Excerpts from a point labeling dataset
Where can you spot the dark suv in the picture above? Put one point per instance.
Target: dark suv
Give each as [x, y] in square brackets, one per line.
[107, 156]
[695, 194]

...

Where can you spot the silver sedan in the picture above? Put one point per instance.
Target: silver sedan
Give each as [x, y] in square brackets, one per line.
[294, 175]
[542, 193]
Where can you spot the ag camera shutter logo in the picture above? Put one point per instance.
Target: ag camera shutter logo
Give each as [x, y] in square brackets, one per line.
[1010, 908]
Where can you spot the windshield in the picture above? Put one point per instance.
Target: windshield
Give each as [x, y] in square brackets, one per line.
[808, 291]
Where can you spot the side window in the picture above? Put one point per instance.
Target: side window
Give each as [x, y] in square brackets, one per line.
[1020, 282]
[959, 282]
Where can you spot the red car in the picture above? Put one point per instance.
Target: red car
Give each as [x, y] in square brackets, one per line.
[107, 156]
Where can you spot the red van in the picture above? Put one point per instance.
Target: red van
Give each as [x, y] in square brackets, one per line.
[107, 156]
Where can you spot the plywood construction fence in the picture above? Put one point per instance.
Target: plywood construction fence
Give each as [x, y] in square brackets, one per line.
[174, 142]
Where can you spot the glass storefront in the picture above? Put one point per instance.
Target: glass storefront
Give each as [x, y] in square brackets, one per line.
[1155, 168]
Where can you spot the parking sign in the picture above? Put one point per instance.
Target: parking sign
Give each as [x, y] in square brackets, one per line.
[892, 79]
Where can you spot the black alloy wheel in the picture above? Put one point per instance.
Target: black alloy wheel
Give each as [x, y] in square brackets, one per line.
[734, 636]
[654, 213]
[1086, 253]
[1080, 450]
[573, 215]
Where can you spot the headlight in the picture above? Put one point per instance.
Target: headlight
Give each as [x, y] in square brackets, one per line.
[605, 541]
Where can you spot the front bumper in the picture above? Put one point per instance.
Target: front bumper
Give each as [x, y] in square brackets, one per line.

TASK |
Return every line above that contains the word "dark".

OUTPUT FOR THIS TASK |
Where can you spot the dark suv in the picture above? Put one point per instance.
Target: dark suv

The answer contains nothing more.